Passage for review -
Segment Open
Tucker's poetic debut, "Late for Work," bears all the hallmarks of
his newspapering life (currently, he's an assistant managing editor at
The Newark Star-Ledger). Poems come bearing titles like "Morning
edition" or "A Book Review," and sing the praises of that sweet spot
between deadlines.
"Kingdom of Laziness" imagines a world with no tick-tock, where
"yawns come loose/from your intentions." And "Voice Mail" sounds
like every newspaper employee's fantasy: "You want to leave a
message... Leave one... If he ever gets back, that is, and I'm not
saying/that he will ever come back or that/he hasn't been killed in a
bar fight in Mexico/where for some years he has lived another
life/filled with verse and drunken episodes."
Segment Closed
Exercises to complete -
a. According to the review of Tucker's "Late for Work," what is his current job?
b. Carry on the review of Tucker's "Late for Work" from its last sentence.
The entries have nothing to do with the review of Tucker's "Late for Work."

Record set -
Segment Open
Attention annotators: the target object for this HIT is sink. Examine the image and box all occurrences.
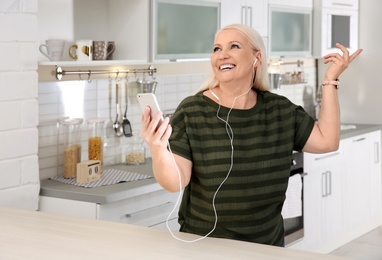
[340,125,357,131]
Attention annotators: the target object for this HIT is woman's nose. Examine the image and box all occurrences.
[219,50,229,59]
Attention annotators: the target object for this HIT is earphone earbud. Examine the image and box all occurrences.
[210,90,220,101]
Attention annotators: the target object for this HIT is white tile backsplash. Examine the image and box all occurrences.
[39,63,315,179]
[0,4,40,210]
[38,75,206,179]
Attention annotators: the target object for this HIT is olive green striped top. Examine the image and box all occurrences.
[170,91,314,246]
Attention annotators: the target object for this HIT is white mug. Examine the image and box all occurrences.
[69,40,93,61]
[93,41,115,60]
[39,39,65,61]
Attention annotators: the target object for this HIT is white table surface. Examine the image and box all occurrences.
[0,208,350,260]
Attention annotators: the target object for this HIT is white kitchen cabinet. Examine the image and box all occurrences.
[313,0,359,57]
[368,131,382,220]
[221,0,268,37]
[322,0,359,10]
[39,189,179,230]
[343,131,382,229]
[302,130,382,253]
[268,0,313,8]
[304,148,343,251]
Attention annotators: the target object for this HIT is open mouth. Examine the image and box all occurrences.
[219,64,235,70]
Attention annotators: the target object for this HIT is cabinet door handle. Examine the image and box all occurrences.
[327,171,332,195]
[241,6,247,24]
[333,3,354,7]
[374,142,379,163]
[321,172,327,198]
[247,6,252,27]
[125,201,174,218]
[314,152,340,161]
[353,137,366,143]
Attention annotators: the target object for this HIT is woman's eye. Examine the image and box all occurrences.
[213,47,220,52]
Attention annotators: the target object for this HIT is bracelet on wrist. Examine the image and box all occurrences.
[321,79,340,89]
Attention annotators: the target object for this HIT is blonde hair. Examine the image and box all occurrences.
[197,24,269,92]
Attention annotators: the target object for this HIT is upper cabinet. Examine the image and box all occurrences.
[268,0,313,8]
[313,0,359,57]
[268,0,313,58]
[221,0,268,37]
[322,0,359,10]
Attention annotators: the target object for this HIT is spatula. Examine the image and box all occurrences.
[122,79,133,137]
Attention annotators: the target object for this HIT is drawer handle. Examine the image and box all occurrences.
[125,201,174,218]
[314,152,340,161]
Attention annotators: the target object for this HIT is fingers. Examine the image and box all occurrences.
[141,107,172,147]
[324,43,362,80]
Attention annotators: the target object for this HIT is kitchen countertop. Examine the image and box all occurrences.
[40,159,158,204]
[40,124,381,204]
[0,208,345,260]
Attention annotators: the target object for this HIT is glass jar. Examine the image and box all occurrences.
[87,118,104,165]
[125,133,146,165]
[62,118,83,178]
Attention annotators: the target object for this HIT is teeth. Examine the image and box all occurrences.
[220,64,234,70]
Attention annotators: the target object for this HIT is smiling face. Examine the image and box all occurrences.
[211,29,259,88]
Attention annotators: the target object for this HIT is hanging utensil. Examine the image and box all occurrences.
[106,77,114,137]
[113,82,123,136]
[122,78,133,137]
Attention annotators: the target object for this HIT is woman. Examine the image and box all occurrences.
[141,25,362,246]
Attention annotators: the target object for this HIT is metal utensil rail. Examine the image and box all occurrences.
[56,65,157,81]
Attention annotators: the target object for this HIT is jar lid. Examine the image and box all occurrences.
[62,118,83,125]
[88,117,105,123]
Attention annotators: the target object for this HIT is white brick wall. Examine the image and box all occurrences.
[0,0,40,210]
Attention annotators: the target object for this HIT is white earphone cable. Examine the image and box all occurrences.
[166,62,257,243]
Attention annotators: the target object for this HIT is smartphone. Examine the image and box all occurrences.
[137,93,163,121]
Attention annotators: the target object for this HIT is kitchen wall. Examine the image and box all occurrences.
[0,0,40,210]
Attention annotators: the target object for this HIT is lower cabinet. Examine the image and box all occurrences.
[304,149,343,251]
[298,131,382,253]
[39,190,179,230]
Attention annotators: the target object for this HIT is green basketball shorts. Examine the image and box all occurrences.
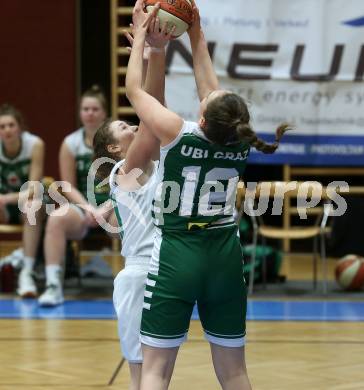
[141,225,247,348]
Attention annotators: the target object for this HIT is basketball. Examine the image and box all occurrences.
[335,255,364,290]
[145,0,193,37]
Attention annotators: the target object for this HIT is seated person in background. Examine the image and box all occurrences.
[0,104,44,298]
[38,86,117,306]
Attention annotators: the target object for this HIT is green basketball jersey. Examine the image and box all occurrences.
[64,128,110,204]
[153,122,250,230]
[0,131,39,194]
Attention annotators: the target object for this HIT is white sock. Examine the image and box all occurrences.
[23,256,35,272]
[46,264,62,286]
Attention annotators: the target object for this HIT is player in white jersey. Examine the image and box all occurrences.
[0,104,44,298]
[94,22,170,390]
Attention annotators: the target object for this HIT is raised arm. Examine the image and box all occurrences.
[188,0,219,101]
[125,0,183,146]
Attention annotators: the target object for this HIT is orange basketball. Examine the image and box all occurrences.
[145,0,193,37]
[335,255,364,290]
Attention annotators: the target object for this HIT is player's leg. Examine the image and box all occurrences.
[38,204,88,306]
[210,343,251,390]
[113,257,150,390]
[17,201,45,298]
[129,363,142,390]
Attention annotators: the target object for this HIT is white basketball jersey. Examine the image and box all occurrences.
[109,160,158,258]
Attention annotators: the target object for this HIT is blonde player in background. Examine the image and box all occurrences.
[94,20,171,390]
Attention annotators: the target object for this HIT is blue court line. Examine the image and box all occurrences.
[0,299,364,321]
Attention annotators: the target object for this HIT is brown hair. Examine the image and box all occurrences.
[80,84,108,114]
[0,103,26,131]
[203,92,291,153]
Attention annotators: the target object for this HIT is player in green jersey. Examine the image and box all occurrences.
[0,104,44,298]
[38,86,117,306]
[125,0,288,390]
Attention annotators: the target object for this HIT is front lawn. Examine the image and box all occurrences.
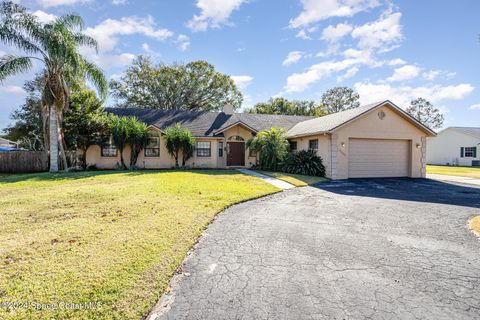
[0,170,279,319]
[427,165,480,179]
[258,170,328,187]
Segment Closed
Segment Open
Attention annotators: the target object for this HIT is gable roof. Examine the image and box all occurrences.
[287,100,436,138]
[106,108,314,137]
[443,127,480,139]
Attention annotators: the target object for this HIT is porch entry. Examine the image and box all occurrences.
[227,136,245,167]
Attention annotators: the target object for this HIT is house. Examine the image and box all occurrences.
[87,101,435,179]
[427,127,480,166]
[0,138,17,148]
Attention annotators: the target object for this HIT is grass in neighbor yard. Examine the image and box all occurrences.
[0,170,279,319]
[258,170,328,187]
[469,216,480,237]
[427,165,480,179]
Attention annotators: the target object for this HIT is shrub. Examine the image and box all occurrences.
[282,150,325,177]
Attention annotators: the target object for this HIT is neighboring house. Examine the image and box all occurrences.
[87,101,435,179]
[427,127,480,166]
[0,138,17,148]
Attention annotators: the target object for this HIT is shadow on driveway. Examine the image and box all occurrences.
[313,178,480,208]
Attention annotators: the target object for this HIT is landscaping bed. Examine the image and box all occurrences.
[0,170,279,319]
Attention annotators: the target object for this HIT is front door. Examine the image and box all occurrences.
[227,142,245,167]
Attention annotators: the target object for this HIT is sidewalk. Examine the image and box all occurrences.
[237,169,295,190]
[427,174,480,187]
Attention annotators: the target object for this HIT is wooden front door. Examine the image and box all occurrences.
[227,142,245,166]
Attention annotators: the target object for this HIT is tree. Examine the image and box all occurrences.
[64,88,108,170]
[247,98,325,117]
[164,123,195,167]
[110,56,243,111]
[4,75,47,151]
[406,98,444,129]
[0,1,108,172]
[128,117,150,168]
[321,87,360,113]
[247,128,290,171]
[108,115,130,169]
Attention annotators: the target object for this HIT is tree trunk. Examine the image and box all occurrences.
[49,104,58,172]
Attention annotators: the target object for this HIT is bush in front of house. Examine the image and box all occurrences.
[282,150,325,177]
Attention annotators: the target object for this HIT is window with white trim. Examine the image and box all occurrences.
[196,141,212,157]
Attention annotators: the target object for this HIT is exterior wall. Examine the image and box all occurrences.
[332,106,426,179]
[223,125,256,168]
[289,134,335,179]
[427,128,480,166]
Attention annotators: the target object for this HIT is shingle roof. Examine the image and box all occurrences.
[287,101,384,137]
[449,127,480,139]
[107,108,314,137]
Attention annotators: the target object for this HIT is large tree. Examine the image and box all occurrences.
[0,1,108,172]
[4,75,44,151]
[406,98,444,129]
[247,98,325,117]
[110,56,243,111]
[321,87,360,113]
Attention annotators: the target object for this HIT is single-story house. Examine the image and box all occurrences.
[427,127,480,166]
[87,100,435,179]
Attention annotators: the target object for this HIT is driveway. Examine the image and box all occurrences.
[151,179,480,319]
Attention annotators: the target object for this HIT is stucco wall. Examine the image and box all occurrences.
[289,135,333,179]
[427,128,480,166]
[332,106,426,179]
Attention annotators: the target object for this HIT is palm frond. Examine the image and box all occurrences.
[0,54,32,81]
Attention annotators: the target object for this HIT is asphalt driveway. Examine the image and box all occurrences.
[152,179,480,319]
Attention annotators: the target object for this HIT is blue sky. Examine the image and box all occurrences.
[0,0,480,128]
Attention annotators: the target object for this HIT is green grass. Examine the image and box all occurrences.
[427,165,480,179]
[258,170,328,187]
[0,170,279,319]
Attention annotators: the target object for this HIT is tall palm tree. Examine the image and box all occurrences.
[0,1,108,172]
Segment Closed
Segment Open
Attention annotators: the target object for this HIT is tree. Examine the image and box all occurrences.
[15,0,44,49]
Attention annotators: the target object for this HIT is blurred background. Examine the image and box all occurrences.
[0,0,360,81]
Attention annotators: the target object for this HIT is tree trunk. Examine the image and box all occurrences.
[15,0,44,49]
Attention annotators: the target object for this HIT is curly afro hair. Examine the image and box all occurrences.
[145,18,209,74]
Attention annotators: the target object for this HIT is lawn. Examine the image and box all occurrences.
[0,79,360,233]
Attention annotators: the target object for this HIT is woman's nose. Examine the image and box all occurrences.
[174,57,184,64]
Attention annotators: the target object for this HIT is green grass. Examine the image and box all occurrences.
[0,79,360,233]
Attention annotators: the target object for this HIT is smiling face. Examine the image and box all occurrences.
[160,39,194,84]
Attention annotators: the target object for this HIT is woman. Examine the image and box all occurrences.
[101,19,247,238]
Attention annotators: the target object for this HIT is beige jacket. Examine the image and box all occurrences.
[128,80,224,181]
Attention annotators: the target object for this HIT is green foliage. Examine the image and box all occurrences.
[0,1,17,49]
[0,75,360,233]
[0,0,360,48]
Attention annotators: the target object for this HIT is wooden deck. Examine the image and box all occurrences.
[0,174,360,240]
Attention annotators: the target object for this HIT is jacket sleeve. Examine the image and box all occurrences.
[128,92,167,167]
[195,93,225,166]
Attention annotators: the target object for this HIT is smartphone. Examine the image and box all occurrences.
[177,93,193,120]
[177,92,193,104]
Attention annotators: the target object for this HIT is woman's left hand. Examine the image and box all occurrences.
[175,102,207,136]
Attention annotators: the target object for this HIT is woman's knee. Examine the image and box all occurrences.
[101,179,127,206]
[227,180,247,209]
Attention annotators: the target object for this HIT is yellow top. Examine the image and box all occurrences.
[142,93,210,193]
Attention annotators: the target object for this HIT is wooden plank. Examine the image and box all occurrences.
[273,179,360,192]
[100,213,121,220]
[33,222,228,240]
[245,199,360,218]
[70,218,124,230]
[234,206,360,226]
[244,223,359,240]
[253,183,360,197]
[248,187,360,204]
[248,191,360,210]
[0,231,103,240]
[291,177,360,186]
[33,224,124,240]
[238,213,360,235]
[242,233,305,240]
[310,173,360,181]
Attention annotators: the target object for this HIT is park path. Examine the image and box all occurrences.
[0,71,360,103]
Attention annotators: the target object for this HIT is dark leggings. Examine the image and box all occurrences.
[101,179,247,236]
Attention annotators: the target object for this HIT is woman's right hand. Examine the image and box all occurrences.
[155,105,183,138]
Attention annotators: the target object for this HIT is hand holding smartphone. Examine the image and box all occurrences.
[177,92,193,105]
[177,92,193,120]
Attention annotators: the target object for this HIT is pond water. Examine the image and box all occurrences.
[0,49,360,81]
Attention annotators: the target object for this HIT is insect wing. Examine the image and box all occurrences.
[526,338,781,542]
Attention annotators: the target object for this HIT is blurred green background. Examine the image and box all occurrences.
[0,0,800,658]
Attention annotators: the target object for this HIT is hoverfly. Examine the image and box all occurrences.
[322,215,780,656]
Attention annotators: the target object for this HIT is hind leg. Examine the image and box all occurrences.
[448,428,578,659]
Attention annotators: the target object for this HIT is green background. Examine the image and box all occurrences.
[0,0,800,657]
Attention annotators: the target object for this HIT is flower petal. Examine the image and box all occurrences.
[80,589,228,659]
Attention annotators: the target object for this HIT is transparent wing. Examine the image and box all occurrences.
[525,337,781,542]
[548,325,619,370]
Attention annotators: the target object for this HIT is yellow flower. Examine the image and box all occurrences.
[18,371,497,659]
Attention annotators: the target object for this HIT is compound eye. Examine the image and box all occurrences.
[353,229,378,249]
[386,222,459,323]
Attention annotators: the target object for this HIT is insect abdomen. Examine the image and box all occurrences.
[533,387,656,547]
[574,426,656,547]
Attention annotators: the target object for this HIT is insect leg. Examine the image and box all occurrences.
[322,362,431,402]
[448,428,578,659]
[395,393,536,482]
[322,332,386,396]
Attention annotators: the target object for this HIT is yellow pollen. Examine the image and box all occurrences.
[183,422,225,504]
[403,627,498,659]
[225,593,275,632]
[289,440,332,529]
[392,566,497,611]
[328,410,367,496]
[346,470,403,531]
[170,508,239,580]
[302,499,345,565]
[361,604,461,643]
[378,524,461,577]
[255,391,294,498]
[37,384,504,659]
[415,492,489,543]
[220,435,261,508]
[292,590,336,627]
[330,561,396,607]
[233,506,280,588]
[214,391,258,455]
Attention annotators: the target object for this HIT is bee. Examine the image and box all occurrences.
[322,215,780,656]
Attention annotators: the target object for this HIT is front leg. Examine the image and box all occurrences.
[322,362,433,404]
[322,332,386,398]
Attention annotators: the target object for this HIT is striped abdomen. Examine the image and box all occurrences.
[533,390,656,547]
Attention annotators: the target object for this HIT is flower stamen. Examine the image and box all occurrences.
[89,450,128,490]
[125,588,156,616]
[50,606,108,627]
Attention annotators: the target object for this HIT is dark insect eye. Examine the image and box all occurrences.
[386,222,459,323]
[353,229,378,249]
Segment Closed
Answers below -
a. He is an assistant managing editor at The Newark Star-Ledger.

b.
In the volume's second section, Tucker eases back on the wordplay
and adopts a more ruminative tone to evoke a father's hometown loyalty,
a mother's mental illness. The quilt of his past is rich, but not
stifled by nostalgia. Tucker never forgets this is art, not therapy. The
collection's finest poem, "The Brief Life of the Box," turns into a
beautiful homage to Stevens' classic, "Anecdote of the Jar," but
Tucker's version pivots around a box that is made to hold the poet's
entire childhood.
This is very strong work--clearly Tucker has taken his time. Perhaps
there was no deadline for this moonlight work, just pleasure.
Occasionally, Tucker gets decadent, runs away with a metaphor--fashions
something flashy and sets it afloat on a current of easy chuckles.
"Late for Work" reveals he's earned a right to do this--the chance,
for once, to let it rip. To be not just the bearer of our morning
bulletin, but the news itself. "Late for Work: Poems"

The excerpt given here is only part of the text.